Document:
+===+
It happens every day, and part of me has gotten used to it, I guess. Stares at the park when my daughter calls me "Daddy" from the swings. Second glances when they see that the face at the drive-thru pick-up window doesn't match the voice that ordered at the speaker. Their eyelids tightening just a bit when the male name on my credit card doesn't match the female one I made the reservation with.

In this sense, I am a target, though I'd be lying if I said I usually thought of it that way. I came to accept long ago that I will always be the subject of others' questions unasked yet still internally answered in their head. A target because I am different and obviously so.

Logically, I know most of them do not hate me. There are worse things than being a target for people's never-ending curiosity. A student and a teacher, both in spirit and in title, I know that education is what moves us forward.

Cruz does not want to be educated - and he is not alone.

Donald Trump calls Mexicans "rapists" and people applaud. Mike Huckabee wants Islamic mosques monitored for possible terrorist activity and people applaud. Spewing hate and ignorance, they prey on the weak and the powerless to feed their followers.

For it's not just that the governor of North Carolina wants children to be protected from molesters - he wants to them to be protected from ME. A man and now woman that has spent three decades of my life working with and defending children, and because I've chosen to transition I'm suddenly not fit to be near children.

Screw you, Governor McCrory. I've done more for the youth of this country than you ever will.

But this is what makes me wonder if I am a target. The goddamn governor of North Carolina wants kids to be afraid of me. He wants they and their parents to see me coming and wonder if I'm going to molest them. Do they?

Those people that stare at me, the ones with questions behind their eyes: Which ones process my existence as yet another difference in the sea of humanity? And which ones believe the hate coming from the likes of Trump, Cruz and Huckabee?

Muslims? Catholics? Baptists? No, it's not that simple. I know too many people of faith that have kept theirs with me. Although I guess in some ways that does make it simple: I don't know who I can trust - none of us do.
+===+
Given records:

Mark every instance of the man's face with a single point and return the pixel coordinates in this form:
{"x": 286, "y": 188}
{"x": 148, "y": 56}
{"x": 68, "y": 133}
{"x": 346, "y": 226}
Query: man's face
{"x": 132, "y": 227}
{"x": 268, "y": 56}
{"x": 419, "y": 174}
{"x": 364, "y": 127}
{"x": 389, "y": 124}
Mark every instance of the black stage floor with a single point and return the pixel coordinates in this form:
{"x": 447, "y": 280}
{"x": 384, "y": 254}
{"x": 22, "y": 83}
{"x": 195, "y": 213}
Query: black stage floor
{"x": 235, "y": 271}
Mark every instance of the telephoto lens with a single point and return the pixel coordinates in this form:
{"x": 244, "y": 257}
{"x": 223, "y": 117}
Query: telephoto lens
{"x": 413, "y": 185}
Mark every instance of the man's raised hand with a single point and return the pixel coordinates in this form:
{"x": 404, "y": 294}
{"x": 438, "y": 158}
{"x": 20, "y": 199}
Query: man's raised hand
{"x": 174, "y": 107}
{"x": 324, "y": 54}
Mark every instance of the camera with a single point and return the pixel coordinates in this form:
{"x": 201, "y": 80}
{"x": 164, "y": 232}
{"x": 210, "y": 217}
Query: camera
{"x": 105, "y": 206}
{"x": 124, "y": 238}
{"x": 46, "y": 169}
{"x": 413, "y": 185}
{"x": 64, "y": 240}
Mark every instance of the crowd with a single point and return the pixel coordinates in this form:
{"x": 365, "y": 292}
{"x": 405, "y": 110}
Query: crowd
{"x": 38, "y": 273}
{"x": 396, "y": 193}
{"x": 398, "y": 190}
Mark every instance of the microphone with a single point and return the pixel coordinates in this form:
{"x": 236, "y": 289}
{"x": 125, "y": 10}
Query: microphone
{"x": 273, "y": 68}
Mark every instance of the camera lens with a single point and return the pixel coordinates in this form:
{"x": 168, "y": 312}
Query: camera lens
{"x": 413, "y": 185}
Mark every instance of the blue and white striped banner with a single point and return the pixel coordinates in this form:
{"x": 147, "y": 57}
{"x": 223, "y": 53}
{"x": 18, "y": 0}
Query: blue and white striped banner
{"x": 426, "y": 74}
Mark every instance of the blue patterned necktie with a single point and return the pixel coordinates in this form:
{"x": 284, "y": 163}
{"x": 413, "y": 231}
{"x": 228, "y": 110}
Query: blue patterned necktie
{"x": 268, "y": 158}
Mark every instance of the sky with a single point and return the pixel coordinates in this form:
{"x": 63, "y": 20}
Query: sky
+===+
Given task A:
According to the essay, what does Mike Huckabee want to have monitored, and for what purpose?
Given task B:
Condense the essay's paragraph that begins "It happens every day" into a brief bulleted list that keeps its main facts.

Answer A:
He wants Islamic mosques monitored for possible terrorist activity.

Answer B:
- These reactions happen every day, and the writer has partly grown used to them.
- People stare at the park when the writer's daughter calls "Daddy" from the swings.
- People look twice at the drive-thru pick-up window when the face does not match the voice that ordered at the speaker.
- People's eyelids tighten slightly when the male name on the credit card does not match the female name used for the reservation.